Prompt
Substitute "single marker" for "single dot" throughout the records below and reproduce them with nothing else changed.

(Data collection records)
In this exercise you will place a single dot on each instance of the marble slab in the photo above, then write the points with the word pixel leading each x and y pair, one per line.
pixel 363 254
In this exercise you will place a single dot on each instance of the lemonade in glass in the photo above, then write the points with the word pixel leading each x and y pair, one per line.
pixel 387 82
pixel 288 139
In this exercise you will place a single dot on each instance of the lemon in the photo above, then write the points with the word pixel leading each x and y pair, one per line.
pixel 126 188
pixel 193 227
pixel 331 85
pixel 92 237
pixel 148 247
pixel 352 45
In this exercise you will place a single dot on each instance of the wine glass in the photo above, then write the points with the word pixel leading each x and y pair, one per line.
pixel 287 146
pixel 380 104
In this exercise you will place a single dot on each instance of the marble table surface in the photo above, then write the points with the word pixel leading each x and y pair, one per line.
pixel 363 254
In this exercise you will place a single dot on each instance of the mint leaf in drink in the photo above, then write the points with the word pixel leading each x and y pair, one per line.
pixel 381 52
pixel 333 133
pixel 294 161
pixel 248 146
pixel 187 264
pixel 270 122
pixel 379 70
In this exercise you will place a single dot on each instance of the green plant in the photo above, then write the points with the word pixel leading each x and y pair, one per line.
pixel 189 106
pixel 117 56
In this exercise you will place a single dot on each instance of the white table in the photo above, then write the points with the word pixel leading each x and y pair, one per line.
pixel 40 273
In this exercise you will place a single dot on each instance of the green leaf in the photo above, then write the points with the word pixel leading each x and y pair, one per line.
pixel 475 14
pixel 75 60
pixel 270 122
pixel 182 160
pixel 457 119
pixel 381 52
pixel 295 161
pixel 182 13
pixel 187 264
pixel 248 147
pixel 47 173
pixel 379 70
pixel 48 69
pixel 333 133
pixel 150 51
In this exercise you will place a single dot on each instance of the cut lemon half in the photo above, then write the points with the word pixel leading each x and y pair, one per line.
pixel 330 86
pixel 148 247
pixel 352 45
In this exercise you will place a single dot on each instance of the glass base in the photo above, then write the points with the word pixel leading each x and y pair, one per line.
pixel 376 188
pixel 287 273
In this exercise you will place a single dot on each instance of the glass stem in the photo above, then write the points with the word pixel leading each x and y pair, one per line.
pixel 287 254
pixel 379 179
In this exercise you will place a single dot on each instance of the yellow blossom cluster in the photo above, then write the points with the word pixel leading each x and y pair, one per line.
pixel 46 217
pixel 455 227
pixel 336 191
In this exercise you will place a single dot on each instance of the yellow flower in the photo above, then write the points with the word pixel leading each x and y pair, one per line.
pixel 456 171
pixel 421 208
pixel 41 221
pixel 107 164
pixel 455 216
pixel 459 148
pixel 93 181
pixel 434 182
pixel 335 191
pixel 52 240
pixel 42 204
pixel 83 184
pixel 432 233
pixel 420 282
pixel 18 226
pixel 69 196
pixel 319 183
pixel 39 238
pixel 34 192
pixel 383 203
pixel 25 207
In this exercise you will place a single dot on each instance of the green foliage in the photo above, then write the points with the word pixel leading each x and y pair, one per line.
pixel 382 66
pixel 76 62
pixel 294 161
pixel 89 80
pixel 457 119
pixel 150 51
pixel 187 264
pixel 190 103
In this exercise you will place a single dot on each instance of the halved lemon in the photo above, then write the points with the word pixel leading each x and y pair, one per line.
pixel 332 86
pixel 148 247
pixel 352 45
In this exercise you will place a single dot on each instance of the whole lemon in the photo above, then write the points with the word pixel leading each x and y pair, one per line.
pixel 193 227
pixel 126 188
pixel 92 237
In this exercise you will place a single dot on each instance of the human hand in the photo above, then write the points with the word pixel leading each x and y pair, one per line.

Solution for this exercise
In this exercise you will place a single marker on each instance of the marble slab in the photo above, then write the points with the word pixel leading each x and y pair, one per line.
pixel 363 254
In this exercise you will place a single marker on each instance of the lemonade in glass in the photo above, then write the points with the word pixel leading each x and y pair, one per line.
pixel 387 82
pixel 288 139
In this exercise you will place a single marker on each instance of the lemon in the photo above, then write the points with the word pixel leading each x and y pair, one per line.
pixel 126 188
pixel 193 227
pixel 331 85
pixel 92 237
pixel 148 247
pixel 352 45
In this exercise you will place a single marker on each instance of the wine glass in the photo above, then write the points with the word pixel leading each x and y pair, one per line.
pixel 287 146
pixel 380 104
In this exercise you will place a single marker on each instance of the marble table surface in the photo above, then write the points with the word pixel leading each x and y pair, one per line.
pixel 363 254
In this exercise you will place a single marker on each instance of the mint leaf in drink in the photo above, then write the points with the word pixel leading each x and y pair, one per line.
pixel 381 52
pixel 333 133
pixel 294 161
pixel 248 146
pixel 187 264
pixel 270 122
pixel 379 70
In this exercise you will place a single marker on each instance of the green plant in the photo above, then write the points with the word pixel leading each x and y pair, one per line.
pixel 189 106
pixel 117 56
In this exercise you will place a single marker on each instance of the white table in the photo above, then write the points with the word pixel leading each x and y pair, one per line.
pixel 40 273
In this exercise you will place a single marker on each instance of the green leaf in the photo above, then write the points with the word pixel leading each x and y pair, one per line.
pixel 475 14
pixel 75 60
pixel 270 122
pixel 182 160
pixel 457 119
pixel 381 52
pixel 295 161
pixel 182 13
pixel 187 264
pixel 248 147
pixel 47 173
pixel 379 70
pixel 48 69
pixel 333 133
pixel 150 51
In this exercise you will place a single marker on each instance of the cut lemon half in the photo above, then write the points with the word pixel leading each x and y pair, one per line.
pixel 330 86
pixel 148 247
pixel 352 45
In this exercise you will place a single marker on each instance of the glass base in the photo above, then write the points with the word pixel leading each x and y pair, one per line.
pixel 376 188
pixel 287 273
In this exercise you will place a single marker on each instance of the glass stem in the photo above, then write the points with the word pixel leading each x and y pair, one per line.
pixel 287 254
pixel 379 179
In this exercise you will place a single marker on each instance of the yellow blossom cluster in the photo above, then write the points with the word pixel leading each x and y pair, one per line.
pixel 46 217
pixel 455 227
pixel 336 191
In this exercise you will place a single marker on each instance of the yellow flower in the photo above, then write the points with the word pixel leading each x and y pair, one per line.
pixel 456 171
pixel 421 208
pixel 41 221
pixel 107 164
pixel 455 216
pixel 459 148
pixel 93 181
pixel 434 182
pixel 335 191
pixel 52 240
pixel 42 204
pixel 83 184
pixel 432 233
pixel 420 282
pixel 18 226
pixel 69 196
pixel 319 183
pixel 39 238
pixel 34 192
pixel 383 203
pixel 25 207
In this exercise you will place a single marker on each instance of the green foliage in the photo above, then write the points with the word pixel leading each x and y pair, one per line.
pixel 382 66
pixel 76 62
pixel 294 161
pixel 89 80
pixel 457 119
pixel 150 51
pixel 187 264
pixel 190 103
In this exercise you will place a single marker on each instance of the halved lemon in the photo above, then write the points with the word pixel leading each x and y pair, one per line.
pixel 332 86
pixel 148 247
pixel 352 45
In this exercise you will place a single marker on each instance of the whole lemon in the photo above, then write the points with the word pixel leading each x and y pair, one per line.
pixel 193 227
pixel 126 188
pixel 92 237
In this exercise you will place a single marker on each instance of the human hand in the photo above, then write the points with the word pixel leading each x and y pair, one per line.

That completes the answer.